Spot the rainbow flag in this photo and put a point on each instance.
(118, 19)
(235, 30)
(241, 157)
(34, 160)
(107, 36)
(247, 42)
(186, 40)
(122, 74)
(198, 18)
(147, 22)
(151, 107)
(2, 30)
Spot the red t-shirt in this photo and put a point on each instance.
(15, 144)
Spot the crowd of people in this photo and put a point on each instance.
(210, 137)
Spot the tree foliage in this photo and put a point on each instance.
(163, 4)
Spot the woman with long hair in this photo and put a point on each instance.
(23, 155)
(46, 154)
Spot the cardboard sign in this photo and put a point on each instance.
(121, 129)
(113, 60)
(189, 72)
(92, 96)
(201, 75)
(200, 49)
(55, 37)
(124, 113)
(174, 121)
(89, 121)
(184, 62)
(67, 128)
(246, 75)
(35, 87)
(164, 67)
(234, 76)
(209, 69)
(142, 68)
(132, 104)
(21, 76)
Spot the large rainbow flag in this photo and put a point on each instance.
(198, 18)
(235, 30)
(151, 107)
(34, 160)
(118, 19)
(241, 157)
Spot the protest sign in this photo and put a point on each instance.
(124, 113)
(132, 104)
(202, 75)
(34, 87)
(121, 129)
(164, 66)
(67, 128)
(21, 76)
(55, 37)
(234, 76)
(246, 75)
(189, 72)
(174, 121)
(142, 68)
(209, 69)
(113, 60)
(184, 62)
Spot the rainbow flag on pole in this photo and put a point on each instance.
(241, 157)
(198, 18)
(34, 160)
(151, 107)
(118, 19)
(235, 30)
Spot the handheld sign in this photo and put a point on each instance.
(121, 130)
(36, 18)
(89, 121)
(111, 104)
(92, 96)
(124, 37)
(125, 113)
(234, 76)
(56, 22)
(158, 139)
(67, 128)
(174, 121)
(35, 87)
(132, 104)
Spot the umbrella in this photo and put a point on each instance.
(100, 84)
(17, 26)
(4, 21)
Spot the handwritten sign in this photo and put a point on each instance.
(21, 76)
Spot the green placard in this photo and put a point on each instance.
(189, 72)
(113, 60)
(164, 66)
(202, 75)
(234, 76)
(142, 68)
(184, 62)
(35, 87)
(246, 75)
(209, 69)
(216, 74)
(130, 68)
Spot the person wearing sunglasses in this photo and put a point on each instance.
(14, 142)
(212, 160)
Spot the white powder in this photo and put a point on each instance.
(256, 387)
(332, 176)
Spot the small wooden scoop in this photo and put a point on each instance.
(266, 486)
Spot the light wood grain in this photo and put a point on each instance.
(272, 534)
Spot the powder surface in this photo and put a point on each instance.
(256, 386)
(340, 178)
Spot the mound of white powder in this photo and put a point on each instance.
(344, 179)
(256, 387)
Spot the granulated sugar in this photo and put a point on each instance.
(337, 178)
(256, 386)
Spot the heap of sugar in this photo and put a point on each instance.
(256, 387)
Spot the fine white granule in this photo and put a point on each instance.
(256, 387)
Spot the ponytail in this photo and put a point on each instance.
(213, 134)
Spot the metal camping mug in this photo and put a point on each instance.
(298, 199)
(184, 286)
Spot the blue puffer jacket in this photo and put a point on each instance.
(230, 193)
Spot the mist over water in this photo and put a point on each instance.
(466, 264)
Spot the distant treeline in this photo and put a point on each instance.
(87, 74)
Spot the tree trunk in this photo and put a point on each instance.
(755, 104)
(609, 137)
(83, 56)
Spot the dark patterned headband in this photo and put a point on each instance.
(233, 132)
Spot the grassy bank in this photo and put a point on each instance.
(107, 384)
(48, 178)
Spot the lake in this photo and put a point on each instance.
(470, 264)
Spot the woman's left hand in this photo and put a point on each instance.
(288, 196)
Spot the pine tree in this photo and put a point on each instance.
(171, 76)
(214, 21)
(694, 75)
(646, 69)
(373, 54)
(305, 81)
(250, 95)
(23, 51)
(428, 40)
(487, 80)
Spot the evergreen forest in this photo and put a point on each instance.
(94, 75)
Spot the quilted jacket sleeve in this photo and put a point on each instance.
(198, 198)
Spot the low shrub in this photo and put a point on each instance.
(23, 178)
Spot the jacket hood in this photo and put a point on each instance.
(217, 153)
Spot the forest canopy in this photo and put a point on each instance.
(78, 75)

**TASK TO COMPLETE**
Without any alteration, repeat each entry shown above.

**SOLUTION TO THIS PROBLEM**
Spot the rainbow flag in this photo and put a point on each instance.
(118, 19)
(235, 30)
(241, 157)
(34, 160)
(107, 36)
(247, 42)
(186, 40)
(122, 74)
(198, 18)
(147, 22)
(151, 107)
(2, 30)
Spot the red t-shirt in this photo and put a point on each instance.
(15, 144)
Spot the crowd of people in this photo and put a point on each instance.
(210, 137)
Spot the tree foliage in this photo and put a point on each instance.
(163, 4)
Spot the woman with long hair in this photo and put a point on each instance.
(23, 155)
(46, 154)
Spot the cardboard sign in this photo and put a point on each instance.
(121, 129)
(113, 60)
(189, 72)
(92, 96)
(201, 75)
(200, 49)
(55, 37)
(124, 113)
(174, 121)
(89, 121)
(184, 62)
(67, 128)
(246, 75)
(35, 87)
(164, 67)
(234, 76)
(209, 69)
(142, 68)
(132, 104)
(21, 76)
Spot the large rainbow flag in this photo and put a point on each instance.
(198, 18)
(235, 30)
(151, 107)
(34, 160)
(118, 19)
(241, 157)
Spot the protest sign in this photo and put a point on each instance.
(124, 113)
(132, 104)
(202, 75)
(34, 87)
(121, 129)
(164, 66)
(67, 128)
(21, 76)
(55, 37)
(234, 76)
(246, 75)
(189, 72)
(174, 121)
(142, 68)
(209, 69)
(113, 60)
(184, 62)
Spot the rainbow flag on pole in this photo and put a point on each instance.
(241, 157)
(198, 18)
(34, 160)
(151, 107)
(118, 19)
(235, 30)
Spot the handheld sign in this photo and put a point on each instance.
(121, 130)
(36, 18)
(89, 121)
(111, 104)
(92, 96)
(124, 37)
(125, 113)
(234, 76)
(56, 22)
(158, 139)
(67, 128)
(174, 121)
(35, 87)
(132, 104)
Spot the umbrella in this photo and put a point on each instance.
(100, 84)
(17, 26)
(4, 21)
Spot the handwritten sign in this photo and put a point on each instance.
(21, 76)
Spot the green placard in this photo and put a point on each instance.
(189, 72)
(113, 60)
(164, 66)
(202, 75)
(234, 76)
(142, 68)
(184, 62)
(35, 87)
(246, 75)
(209, 69)
(216, 74)
(130, 68)
Spot the person wearing sunglasses in this photo and put a point on each instance.
(14, 142)
(212, 160)
Spot the white powder in this photo and put a point on each instance.
(256, 387)
(332, 176)
Spot the small wooden scoop in this photo and put a point on each instance.
(266, 486)
Spot the light wood grain in this photo and put a point on each instance.
(272, 534)
Spot the powder surface in this photo and put a point on each instance.
(256, 386)
(340, 178)
Spot the mound of white powder in this photo and put a point on each instance.
(344, 179)
(256, 387)
Spot the granulated sugar in this photo and put a point on each instance.
(337, 178)
(256, 386)
Spot the heap of sugar in this photo and put a point on each instance.
(256, 387)
Spot the fine white granule in this photo and put a point on each instance.
(256, 387)
Spot the ponytail in this photo and put a point on each instance.
(213, 134)
Spot the metal camping mug in this photo and put a point on each instance.
(298, 199)
(184, 286)
Spot the blue puffer jacket in this photo and put a point on each instance.
(230, 193)
Spot the mist over water in this photo and put a point on each instance.
(466, 264)
Spot the distant treeline in this photo and put a point on each instance.
(87, 74)
Spot the tree trunk in this photo and put a point on each instance.
(755, 104)
(609, 137)
(83, 56)
Spot the dark patterned headband in this photo and put a point on each instance.
(233, 132)
Spot the grassy bank in this photo and put a point on each instance.
(107, 384)
(48, 178)
Spot the lake in this photo and put a point on each instance.
(470, 264)
Spot the woman's left hand in this photo and put a point on each instance.
(288, 196)
Spot the pine tree in this photo and put a point on each instance.
(171, 76)
(214, 21)
(694, 75)
(646, 69)
(373, 54)
(305, 81)
(250, 95)
(23, 51)
(428, 40)
(487, 80)
Spot the evergreen forest in this photo and put a point on each instance.
(94, 75)
Spot the quilted jacket sleeve in this photo and put a point on each instance.
(198, 198)
Spot the low shrub in this photo and put a point on each instance.
(23, 178)
Spot the jacket hood in this photo and put a point on each instance.
(217, 153)
Spot the forest canopy in this photo and put a point on each instance.
(78, 75)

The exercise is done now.